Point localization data
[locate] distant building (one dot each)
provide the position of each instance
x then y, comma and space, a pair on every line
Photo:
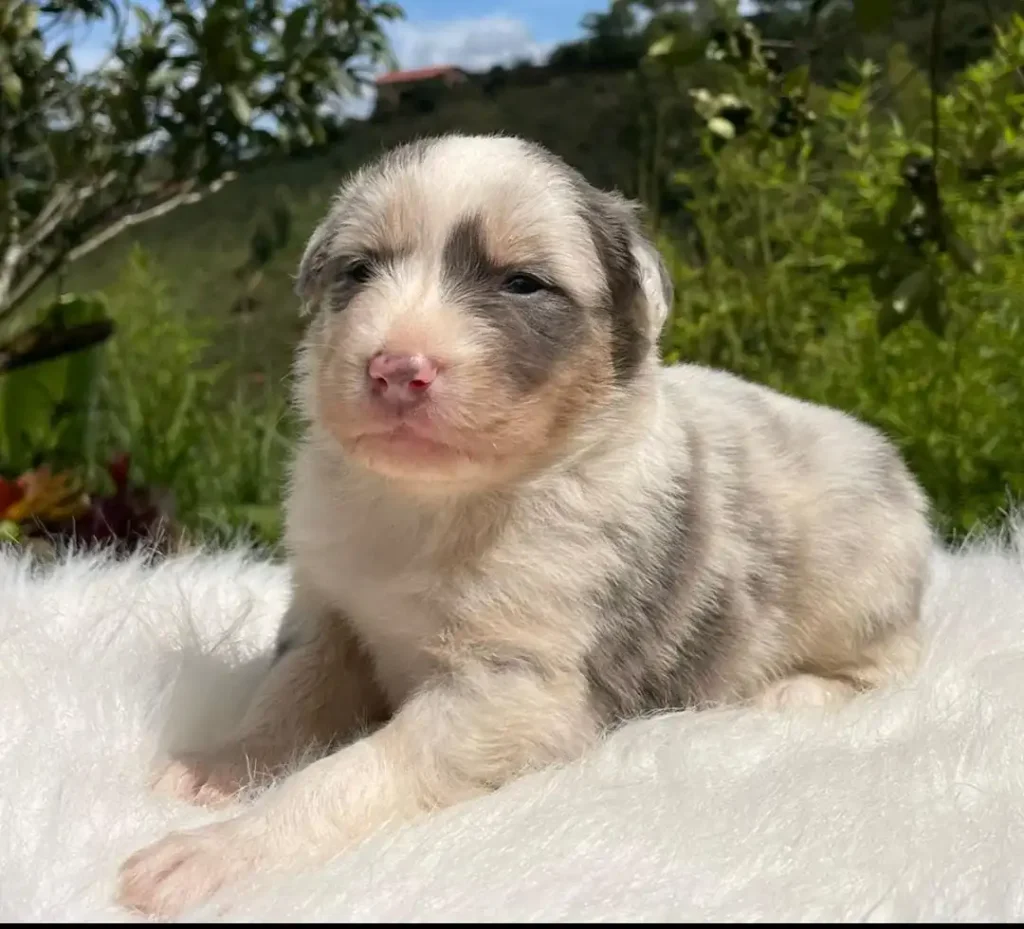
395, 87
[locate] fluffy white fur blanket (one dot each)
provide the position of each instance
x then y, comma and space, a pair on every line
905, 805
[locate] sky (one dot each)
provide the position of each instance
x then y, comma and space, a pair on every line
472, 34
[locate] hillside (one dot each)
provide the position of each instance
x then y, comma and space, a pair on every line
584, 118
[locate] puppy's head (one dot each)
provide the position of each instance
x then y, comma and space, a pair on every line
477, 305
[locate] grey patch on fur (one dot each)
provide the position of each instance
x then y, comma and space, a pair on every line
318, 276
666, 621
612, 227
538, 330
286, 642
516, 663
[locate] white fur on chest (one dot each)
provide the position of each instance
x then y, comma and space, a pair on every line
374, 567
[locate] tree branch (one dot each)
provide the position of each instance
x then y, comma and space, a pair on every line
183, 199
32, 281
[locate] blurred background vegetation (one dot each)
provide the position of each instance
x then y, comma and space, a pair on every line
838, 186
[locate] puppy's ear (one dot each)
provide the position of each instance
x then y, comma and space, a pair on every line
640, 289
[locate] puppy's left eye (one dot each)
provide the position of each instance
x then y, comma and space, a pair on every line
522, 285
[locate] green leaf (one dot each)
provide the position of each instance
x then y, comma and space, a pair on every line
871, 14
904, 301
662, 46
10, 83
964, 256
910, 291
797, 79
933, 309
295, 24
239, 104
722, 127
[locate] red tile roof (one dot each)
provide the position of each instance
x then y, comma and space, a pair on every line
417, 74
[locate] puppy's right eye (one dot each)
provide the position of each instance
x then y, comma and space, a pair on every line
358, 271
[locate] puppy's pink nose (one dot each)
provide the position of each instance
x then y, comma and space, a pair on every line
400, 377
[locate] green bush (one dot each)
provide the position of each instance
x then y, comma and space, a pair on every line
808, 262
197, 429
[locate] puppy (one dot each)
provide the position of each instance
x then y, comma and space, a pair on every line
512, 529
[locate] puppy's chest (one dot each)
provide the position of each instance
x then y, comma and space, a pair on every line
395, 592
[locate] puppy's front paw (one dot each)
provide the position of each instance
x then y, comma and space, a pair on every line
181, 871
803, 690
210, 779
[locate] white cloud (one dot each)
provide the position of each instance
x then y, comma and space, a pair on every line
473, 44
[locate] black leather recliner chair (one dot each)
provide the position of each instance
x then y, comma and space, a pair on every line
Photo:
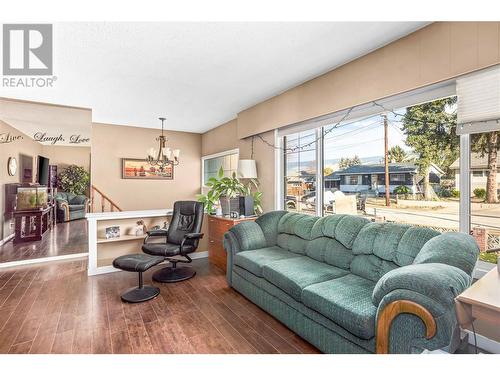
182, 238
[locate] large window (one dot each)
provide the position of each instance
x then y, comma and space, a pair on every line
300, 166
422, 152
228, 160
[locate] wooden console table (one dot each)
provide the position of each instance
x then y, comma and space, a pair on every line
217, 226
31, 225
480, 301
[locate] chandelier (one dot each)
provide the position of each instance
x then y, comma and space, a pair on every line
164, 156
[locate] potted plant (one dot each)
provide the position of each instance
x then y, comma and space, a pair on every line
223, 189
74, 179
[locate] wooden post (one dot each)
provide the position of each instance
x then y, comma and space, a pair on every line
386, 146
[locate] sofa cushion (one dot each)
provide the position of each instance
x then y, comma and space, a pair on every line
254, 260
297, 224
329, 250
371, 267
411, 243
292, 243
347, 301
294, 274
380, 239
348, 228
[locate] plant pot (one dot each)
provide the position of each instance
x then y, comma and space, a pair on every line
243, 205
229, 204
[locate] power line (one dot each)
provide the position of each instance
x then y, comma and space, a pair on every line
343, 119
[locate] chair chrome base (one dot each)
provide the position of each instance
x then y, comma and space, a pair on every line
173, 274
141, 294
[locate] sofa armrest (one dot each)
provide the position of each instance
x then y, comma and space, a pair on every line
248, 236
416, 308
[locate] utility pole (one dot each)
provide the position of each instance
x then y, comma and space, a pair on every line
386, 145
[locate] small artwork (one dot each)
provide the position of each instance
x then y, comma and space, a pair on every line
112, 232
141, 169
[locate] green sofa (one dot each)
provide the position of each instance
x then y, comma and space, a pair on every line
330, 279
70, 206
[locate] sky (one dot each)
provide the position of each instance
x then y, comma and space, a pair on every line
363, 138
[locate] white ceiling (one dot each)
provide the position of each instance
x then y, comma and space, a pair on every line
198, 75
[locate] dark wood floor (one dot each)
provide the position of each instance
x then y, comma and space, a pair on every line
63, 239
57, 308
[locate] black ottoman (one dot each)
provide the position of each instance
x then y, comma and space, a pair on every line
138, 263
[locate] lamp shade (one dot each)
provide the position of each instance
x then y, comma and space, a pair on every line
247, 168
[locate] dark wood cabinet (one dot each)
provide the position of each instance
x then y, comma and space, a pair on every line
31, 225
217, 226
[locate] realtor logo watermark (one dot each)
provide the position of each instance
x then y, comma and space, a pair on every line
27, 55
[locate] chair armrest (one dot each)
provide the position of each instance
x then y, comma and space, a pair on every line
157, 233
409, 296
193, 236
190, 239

WHAT TO WORK ON: The answer is each line from the entries above in which the word "chair" occurs.

YOUR SOLUTION:
[locate] black leather recliner chair (one dot each)
[locate] chair chrome base (one dot each)
[locate] chair armrest (one dot each)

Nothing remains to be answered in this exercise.